───── GIVEN DATA ─────

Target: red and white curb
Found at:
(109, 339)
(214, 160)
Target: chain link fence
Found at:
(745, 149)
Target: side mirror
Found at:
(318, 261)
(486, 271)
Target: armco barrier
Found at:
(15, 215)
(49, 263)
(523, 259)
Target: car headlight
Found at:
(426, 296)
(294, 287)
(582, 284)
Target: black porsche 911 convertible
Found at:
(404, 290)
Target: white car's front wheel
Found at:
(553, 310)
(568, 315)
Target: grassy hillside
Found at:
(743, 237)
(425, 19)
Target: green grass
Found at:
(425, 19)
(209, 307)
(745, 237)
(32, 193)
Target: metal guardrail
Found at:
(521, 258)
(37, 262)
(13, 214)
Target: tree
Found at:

─────

YOUR TASK = Revise all the records so that "Found at" becomes "Located at" wherever it appears, and leave everything else unchanged.

THE OUTPUT =
Target: red and white curb
Located at:
(109, 339)
(214, 160)
Target: chain link fence
Located at:
(745, 149)
Target: side mirror
Located at:
(318, 261)
(486, 271)
Target: armco barrier
Located at:
(15, 215)
(49, 263)
(523, 259)
Target: car headlight
Located at:
(426, 296)
(294, 287)
(582, 284)
Target: black porsche 911 convertible
Located at:
(404, 290)
Target: white car's front wheel
Located at:
(553, 310)
(568, 315)
Target: grassy hillside
Located at:
(743, 237)
(425, 19)
Target: green grass
Located at:
(425, 19)
(209, 307)
(745, 237)
(32, 193)
Target: metal guardrail
Located at:
(521, 258)
(37, 262)
(13, 214)
Target: tree
Located at:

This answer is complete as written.